## The input
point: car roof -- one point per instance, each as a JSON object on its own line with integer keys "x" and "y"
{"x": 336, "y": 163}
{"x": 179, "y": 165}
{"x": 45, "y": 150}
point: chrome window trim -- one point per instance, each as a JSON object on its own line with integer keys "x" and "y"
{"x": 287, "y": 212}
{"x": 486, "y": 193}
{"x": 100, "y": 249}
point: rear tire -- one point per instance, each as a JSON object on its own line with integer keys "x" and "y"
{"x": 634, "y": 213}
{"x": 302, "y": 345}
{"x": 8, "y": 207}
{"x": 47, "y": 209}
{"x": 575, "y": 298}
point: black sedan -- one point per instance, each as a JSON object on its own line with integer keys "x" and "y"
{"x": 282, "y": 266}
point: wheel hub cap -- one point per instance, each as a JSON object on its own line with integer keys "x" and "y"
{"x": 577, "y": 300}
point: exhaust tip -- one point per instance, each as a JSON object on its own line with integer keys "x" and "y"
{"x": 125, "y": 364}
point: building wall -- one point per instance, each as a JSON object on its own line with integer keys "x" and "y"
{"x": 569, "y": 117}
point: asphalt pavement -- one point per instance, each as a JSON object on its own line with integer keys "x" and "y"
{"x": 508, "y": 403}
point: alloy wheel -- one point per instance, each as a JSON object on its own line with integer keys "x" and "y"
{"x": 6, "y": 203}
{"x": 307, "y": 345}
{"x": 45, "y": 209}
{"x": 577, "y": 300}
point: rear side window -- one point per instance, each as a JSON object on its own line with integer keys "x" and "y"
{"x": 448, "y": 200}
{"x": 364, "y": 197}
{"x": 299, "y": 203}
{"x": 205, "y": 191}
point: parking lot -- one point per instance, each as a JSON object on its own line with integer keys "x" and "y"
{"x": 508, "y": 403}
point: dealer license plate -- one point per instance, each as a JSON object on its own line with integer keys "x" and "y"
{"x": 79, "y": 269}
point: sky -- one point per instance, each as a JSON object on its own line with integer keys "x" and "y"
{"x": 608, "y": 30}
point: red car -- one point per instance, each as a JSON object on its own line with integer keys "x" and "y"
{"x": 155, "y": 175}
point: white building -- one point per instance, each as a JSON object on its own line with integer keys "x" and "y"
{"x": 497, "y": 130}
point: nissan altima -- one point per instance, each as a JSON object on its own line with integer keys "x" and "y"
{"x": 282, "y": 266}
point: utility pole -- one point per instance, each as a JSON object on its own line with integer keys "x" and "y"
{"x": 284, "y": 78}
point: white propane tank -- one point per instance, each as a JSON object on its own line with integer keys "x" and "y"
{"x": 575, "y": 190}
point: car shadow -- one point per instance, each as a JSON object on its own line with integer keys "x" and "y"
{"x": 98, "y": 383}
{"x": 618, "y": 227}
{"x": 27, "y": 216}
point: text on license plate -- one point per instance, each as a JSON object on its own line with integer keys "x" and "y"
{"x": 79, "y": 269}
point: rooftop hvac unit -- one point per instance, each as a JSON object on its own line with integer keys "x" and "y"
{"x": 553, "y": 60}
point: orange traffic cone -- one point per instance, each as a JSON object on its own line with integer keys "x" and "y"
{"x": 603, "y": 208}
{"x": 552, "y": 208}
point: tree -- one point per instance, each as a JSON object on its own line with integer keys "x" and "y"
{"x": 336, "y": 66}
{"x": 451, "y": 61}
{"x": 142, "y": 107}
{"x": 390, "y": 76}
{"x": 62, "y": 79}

## Task instructions
Please update all the records above, replacing "integer keys" with "whole-number keys" and leaving everything else unchanged.

## Task result
point: car roof -- one point per instance, each as a JSON object on its own line with whole-number keys "x" and "y"
{"x": 336, "y": 163}
{"x": 179, "y": 165}
{"x": 45, "y": 150}
point: chrome window trim -- one point per instance, each as a JSON object on its own line with whole-number keys "x" and "y"
{"x": 287, "y": 212}
{"x": 486, "y": 193}
{"x": 100, "y": 249}
point: rear tire -- one point per instance, each as a JSON object on its own line with whole-number keys "x" and "y"
{"x": 634, "y": 213}
{"x": 302, "y": 345}
{"x": 8, "y": 207}
{"x": 47, "y": 209}
{"x": 575, "y": 298}
point: black sedan -- one point per instance, each as a JSON object on its own line with whole-number keys "x" and "y"
{"x": 282, "y": 266}
point: wheel hub cap -- one point per instance, each as a JSON object on its own line with whole-number keys "x" and "y"
{"x": 577, "y": 300}
point: exhaust tip -- one point per instance, each as a JSON object on its own line with whole-number keys "x" and "y"
{"x": 125, "y": 364}
point: building wall -- one point per instance, each as a JSON object on its own line with whole-number keys "x" and "y"
{"x": 569, "y": 117}
point: asphalt pavement -- one point per instance, each as a JSON object on its own line with whole-number keys "x" and "y"
{"x": 508, "y": 403}
point: alloy wheel -- one point per instance, each as a JSON object on its own line with whole-number keys "x" and "y"
{"x": 6, "y": 203}
{"x": 307, "y": 345}
{"x": 45, "y": 209}
{"x": 577, "y": 300}
point: rear side window -- one point per instance, each as a JSON object on its own line with whole-number keys "x" and "y"
{"x": 448, "y": 200}
{"x": 364, "y": 197}
{"x": 299, "y": 203}
{"x": 205, "y": 191}
point: parking lot -- one point per instance, each as a JSON object on its own line with whole-number keys "x" and "y"
{"x": 508, "y": 403}
point: dealer license plate -- one point per instance, each as a JSON object on its own line with whole-number keys "x" and "y"
{"x": 79, "y": 269}
point: sky -- one point per instance, each as a JSON object on its own line with whole-number keys "x" and "y"
{"x": 608, "y": 30}
point: red car -- one point per instance, each as a JSON object on its own line with whole-number keys "x" and "y"
{"x": 155, "y": 175}
point: white building -- one point per instance, each as a JSON object on its own line with whole-number keys "x" and "y"
{"x": 497, "y": 130}
point: nissan altima -- one point per instance, each as a JSON object on its own line with whole-number keys "x" and "y"
{"x": 282, "y": 266}
point: utility pole -- one point per instance, each as a JSON object on its own line with whole-number keys "x" and "y"
{"x": 284, "y": 78}
point: white propane tank -- one point per instance, each as a JSON object on its own line with whole-number keys "x" and "y"
{"x": 575, "y": 190}
point: car shadow -- one point per instance, each as a JSON object on its own line with whole-number keys "x" and "y"
{"x": 98, "y": 383}
{"x": 618, "y": 227}
{"x": 27, "y": 216}
point: text on license plate -- one point per instance, each as a JSON object on its own line with whole-number keys "x" and "y"
{"x": 79, "y": 269}
point: rooftop hvac unit -- one point per instance, each as a JSON object on its own line with whole-number keys "x" and "y"
{"x": 553, "y": 60}
point: orange traffic cone -- one point per instance, each as a JSON object on its own line with whole-number keys "x" and "y"
{"x": 603, "y": 208}
{"x": 552, "y": 208}
point: tree -- one point per instance, each as a JSON object on its own line with whole-number keys "x" and "y"
{"x": 336, "y": 66}
{"x": 451, "y": 61}
{"x": 142, "y": 107}
{"x": 390, "y": 76}
{"x": 62, "y": 79}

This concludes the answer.